§ **TEXT SHOWN**

******

Wednesday, May 3, 2017

Takeaways - Jenkins User Conference July 26 2015

Jenkins

“Jenkins is a CI platform that has become widely adopted and successful community-driven open source project. It manages and controls development lifecycle processes of all kinds, including build, document, test, package, stage, deployment, static analysis and many more.  Today the Jenkins community offers well over 1,000 plugins that allow Jenkins to integrate with almost any popular technology today. The principles behind the Jenkins community – extensibility, inclusiveness, low barriers to participation – have been keys to its success.”1

JUC 2015

Last month, I had been to the Jenkins User Conference (JUC). Since many teams are using or considering using Jenkins, I am writing this blog for everyone’s benefit. The conference illustrated various features, plugins and best practices of using Jenkins for Continuous Integration and Delivery. The sessions in the conference had different tracks with respect to expertise levels of the users and different job perspectives namely - DevOps, Software Developers and Automation Testers. In addition, Cloudbees invited speakers from companies, HP, FINRA, IBM, and Red Hat, who gave excellent talks and demonstrated their CI/CD lifecycles.

******

§ **MATERIAL SUPPLIED**
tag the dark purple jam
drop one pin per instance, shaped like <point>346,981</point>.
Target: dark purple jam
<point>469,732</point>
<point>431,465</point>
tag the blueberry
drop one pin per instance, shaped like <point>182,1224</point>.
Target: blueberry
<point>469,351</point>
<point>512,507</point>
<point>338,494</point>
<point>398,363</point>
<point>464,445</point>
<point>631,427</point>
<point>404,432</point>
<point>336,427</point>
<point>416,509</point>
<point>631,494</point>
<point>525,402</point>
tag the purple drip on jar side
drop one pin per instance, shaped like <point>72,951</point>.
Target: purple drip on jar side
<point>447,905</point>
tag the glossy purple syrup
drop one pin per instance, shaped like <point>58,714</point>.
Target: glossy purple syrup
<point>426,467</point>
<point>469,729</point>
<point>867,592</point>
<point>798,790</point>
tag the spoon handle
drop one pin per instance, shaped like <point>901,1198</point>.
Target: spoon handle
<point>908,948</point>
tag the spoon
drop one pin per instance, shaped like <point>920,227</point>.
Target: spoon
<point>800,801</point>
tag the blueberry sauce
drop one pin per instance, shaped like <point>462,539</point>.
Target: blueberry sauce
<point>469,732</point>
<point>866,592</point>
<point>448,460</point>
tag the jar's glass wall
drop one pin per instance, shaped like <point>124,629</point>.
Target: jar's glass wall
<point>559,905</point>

******

§ **OBJECTIVES**
1. Do these statements agree with the Jenkins User Conference post? Answer yes or no for each and quote the words from the post that decide it. (a) The Jenkins community offers more than 1,000 plugins. (b) All conference sessions were aimed at a single level of expertise. (c) Speakers came from HP, FINRA, IBM, and Red Hat.
2. Pick up the Jenkins User Conference post after its last sentence and keep writing.

§ **WRITTEN RESPONSES**
1.
(a) Yes: "Today the Jenkins community offers well over 1,000 plugins"
(b) No: "The sessions in the conference had different tracks with respect to expertise levels of the users"
(c) Yes: "Cloudbees invited speakers from companies, HP, FINRA, IBM, and Red Hat"

2.
Keynote 1

The conference starts with an enthusiastic keynote by Kohsuke Kawaguchi, the creator of Jenkins. He is a well-respected developer and excellent speaker. He speaks about how CI is becoming increasingly important in Software Development. He describes the evolution of Jenkins into the leading open-source continuous integration server. Today, Jenkins integrates with a 1000 of auxiliary plugins for deployment and automation like WorkFlow, Docker, Chef, Puppet, Git, Vagrant, etc. There is a natural progress of task automation in development, testing, release management and shipping. Automating and integrating these processes are no longer isolated individual concerns but have become an organizational concern and teams are working collectively to address delays and discrepancies in them.
Workflow is a process of defining choreography across all these individual task automations in a flexible way as a simple script using DSL (custom vocabulary on a scripting language) for implementing continuous delivery pipeline. The Workflow plugin suite attempts to make it possible to directly write that script, what people often call a flow, while integrating with Jenkins features like slaves and publishers.
Useful features of this plugin-
·      Pipeline definitions are a simple script that can be tested and be loaded into version control.
·      Reusable subroutines in DSL.
·      Pause and resume execution in flow
·      Pipeline sequential stages to throttle concurrency.
Docker is an open source platform for building, shipping, running distributed applications. It manages and runs lightweight Linux containers with isolation and portability.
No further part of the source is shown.